> [Task item]: Wherever the word "shoreline" shows up in the data, report the line it sits in.

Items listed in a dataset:
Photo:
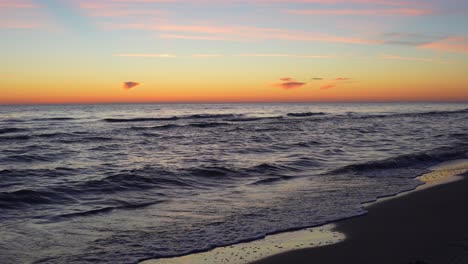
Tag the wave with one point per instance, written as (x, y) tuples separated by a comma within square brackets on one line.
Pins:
[(173, 118), (416, 114), (208, 124), (27, 158), (213, 172), (26, 197), (15, 138), (272, 180), (141, 119), (108, 209), (250, 119), (12, 130), (305, 114), (422, 159), (209, 116), (54, 119)]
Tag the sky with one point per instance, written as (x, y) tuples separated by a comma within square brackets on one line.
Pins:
[(109, 51)]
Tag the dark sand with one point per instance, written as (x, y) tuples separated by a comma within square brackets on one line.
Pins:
[(427, 226)]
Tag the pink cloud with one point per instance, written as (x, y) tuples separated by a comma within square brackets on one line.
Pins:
[(145, 55), (130, 85), (288, 83), (17, 4), (418, 59), (193, 37), (365, 12), (239, 33), (288, 55), (451, 44), (377, 2), (327, 86)]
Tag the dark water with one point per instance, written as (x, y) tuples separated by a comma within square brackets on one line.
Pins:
[(121, 183)]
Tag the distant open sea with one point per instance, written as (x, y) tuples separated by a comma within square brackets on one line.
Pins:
[(122, 183)]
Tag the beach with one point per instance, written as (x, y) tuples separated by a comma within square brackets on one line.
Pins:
[(427, 226), (228, 183)]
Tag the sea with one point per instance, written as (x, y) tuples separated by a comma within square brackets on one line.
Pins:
[(121, 183)]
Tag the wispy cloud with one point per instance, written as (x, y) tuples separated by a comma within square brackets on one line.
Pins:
[(206, 55), (331, 2), (362, 12), (327, 86), (145, 55), (17, 4), (451, 44), (287, 55), (289, 83), (238, 33), (417, 59), (409, 39), (129, 85)]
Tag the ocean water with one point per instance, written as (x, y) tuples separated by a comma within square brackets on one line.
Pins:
[(123, 183)]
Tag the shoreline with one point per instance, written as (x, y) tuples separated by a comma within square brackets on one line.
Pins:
[(267, 249), (427, 224)]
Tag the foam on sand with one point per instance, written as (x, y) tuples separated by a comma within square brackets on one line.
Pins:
[(270, 245)]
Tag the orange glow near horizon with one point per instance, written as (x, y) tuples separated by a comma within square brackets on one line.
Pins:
[(304, 51)]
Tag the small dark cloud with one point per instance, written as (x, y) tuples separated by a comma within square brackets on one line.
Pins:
[(288, 83), (292, 85), (409, 39), (327, 86), (130, 85)]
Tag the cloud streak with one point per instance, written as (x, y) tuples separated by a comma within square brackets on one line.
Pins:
[(450, 44), (145, 55), (130, 85), (288, 83), (238, 33), (417, 59), (362, 12)]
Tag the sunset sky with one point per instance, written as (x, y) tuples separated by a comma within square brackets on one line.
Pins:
[(83, 51)]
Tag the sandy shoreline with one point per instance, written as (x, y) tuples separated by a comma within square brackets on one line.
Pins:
[(426, 224), (429, 226)]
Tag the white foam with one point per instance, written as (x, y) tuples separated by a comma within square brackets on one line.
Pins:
[(255, 250)]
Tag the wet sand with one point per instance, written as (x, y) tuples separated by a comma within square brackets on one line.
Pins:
[(427, 226)]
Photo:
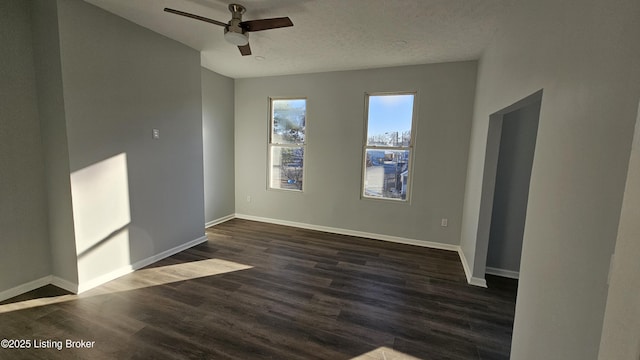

> [Expected answer]:
Tag the shoreline with one point per instance, written as (x, y) tuples separated by a comma within square brackets on one line.
Tag the sandy shoreline with one point per instance, written as (x, y) tuples separated by a comma within square brackets on one line.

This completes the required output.